DATA SUPPLIED:
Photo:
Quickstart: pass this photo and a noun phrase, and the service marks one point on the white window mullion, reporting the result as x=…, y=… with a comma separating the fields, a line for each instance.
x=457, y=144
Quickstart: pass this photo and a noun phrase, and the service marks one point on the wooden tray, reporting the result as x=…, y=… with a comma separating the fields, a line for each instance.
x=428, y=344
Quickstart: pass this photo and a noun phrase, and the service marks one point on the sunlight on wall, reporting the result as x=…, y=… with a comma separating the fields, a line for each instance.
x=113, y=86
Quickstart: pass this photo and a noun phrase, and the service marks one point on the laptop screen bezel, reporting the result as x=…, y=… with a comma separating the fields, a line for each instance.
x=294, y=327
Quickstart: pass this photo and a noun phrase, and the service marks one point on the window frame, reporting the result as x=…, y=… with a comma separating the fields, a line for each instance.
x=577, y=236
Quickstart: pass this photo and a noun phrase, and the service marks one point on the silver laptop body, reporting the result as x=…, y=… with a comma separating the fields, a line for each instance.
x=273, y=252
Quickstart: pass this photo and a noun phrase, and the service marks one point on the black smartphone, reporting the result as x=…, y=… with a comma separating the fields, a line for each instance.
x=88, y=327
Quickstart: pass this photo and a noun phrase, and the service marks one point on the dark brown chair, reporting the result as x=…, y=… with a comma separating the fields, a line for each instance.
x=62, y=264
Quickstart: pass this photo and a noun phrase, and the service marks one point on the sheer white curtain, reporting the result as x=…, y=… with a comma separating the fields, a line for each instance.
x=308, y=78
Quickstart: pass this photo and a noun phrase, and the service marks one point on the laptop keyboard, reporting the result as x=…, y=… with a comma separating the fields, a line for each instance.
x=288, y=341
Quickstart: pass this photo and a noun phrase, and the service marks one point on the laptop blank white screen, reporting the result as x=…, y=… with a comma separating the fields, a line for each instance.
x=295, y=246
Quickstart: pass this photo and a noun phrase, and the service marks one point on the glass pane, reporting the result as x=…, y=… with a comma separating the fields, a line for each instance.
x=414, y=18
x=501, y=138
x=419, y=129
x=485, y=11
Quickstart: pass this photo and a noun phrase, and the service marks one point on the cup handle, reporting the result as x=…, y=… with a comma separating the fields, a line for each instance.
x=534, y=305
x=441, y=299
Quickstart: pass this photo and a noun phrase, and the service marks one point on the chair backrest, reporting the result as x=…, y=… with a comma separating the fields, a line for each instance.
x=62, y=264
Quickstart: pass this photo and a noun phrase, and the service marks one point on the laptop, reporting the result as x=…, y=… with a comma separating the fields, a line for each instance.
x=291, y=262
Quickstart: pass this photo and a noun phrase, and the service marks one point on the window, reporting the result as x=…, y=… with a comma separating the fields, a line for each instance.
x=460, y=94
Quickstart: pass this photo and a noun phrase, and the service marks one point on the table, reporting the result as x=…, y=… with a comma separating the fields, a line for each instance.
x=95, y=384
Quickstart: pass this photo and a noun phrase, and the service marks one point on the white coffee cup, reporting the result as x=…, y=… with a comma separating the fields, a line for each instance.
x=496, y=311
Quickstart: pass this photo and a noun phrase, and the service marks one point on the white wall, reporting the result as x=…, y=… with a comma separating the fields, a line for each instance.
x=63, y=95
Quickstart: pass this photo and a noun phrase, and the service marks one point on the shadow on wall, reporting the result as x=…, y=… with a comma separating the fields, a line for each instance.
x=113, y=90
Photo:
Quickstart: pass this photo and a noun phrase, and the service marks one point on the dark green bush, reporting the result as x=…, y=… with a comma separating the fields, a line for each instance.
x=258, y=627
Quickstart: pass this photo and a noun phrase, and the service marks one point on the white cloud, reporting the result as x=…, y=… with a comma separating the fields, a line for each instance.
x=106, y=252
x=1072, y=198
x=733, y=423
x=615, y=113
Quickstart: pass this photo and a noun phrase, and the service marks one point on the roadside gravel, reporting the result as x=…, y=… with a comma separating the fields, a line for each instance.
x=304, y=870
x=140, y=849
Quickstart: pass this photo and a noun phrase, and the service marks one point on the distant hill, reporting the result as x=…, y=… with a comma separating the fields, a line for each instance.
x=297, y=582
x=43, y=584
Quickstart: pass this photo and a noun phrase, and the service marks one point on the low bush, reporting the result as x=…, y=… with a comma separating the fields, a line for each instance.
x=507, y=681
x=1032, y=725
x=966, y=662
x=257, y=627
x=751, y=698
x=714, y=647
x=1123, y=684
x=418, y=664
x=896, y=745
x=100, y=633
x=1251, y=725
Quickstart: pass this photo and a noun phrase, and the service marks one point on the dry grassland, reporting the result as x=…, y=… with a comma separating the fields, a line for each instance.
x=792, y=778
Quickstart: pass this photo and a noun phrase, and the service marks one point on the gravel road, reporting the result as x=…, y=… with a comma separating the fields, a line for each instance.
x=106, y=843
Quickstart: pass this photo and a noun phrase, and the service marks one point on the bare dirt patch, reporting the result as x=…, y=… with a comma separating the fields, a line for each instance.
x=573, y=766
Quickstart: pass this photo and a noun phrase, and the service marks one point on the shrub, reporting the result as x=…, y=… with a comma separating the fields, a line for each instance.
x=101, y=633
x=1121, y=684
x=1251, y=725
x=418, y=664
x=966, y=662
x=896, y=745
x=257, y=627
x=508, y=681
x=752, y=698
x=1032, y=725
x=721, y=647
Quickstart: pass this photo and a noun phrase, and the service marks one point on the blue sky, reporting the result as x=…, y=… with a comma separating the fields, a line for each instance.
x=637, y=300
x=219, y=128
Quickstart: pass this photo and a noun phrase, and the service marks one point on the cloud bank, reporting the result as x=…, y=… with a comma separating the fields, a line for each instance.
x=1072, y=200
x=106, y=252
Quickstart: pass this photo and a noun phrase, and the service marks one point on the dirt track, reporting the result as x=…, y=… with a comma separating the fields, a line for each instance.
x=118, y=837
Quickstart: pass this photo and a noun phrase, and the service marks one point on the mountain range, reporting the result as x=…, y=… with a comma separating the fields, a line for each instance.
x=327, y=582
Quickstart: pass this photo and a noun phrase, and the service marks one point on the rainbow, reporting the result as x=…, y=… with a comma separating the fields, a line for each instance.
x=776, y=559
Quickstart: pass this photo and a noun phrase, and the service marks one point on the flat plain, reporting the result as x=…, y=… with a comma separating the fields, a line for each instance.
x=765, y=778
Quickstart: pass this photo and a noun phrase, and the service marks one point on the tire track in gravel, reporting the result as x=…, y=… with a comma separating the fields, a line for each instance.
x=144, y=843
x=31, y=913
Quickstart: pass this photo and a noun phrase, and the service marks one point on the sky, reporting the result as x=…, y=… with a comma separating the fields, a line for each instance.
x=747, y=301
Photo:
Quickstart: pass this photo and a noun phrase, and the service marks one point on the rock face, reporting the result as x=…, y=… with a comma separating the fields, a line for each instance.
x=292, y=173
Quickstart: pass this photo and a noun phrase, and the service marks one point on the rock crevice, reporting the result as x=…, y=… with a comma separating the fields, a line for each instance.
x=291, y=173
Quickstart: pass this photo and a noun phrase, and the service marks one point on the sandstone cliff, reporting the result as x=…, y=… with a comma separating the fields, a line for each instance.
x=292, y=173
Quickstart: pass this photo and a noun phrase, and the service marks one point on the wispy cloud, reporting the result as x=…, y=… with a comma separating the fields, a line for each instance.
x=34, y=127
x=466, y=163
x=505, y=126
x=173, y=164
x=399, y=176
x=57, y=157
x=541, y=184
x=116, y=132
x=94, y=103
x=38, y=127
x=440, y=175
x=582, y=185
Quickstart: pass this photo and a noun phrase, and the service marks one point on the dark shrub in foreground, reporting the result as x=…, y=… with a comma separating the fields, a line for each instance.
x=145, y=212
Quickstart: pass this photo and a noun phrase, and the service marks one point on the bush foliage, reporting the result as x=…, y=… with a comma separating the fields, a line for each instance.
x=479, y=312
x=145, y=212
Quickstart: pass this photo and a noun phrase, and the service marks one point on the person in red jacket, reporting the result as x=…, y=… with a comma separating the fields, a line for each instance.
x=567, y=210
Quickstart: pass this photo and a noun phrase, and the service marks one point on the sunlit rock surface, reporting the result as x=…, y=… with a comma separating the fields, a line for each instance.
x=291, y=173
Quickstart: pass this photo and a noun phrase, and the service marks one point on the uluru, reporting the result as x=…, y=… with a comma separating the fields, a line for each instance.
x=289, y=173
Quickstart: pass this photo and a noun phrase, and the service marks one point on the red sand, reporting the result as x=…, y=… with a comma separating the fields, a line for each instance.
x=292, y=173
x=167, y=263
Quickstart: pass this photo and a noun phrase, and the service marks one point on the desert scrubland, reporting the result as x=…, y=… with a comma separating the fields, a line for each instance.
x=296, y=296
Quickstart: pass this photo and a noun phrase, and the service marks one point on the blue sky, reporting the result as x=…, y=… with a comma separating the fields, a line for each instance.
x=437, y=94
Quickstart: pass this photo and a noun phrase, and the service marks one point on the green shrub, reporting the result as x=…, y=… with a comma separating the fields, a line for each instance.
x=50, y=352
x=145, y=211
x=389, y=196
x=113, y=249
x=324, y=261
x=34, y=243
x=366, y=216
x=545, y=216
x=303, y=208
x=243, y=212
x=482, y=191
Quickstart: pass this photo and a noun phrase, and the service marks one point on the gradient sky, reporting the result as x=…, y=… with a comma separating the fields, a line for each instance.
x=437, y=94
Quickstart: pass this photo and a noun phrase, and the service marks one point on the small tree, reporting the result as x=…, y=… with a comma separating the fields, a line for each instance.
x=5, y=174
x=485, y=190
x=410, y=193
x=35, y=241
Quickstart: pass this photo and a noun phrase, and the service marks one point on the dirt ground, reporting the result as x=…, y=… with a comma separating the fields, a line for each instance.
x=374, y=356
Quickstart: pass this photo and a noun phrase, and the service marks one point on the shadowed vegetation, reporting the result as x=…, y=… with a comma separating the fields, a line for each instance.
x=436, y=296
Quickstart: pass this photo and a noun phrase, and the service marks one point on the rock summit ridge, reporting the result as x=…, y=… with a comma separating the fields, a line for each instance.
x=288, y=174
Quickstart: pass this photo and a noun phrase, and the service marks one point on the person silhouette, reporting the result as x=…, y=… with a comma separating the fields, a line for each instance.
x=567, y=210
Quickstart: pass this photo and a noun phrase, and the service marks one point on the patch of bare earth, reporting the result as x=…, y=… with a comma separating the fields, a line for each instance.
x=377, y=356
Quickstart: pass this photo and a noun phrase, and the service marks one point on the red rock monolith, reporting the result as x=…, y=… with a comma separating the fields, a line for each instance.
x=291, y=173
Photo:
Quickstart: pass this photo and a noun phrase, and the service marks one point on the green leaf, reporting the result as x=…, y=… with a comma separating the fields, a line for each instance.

TASK DESCRIPTION:
Reproduce only the lines running from the one with "on the patch" through the final line of the listing above, both ends included.

TASK OUTPUT:
Quickstart: pass this photo and a noun phrase, and the service marks one point on the patch of bare earth, reporting the result as x=…, y=… with a comma separating the fields, a line for each instance.
x=377, y=356
Quickstart: pass this photo and a noun phrase, and the service marks one point on the red rock monolith, reporting the result as x=…, y=… with a comma separating the fields, a line for each instance.
x=291, y=173
Photo:
Quickstart: pass this photo and a noun phrase, and the service marks one point on the green leaf, reporting the result as x=…, y=… with a comma separating the fields, a line for each instance.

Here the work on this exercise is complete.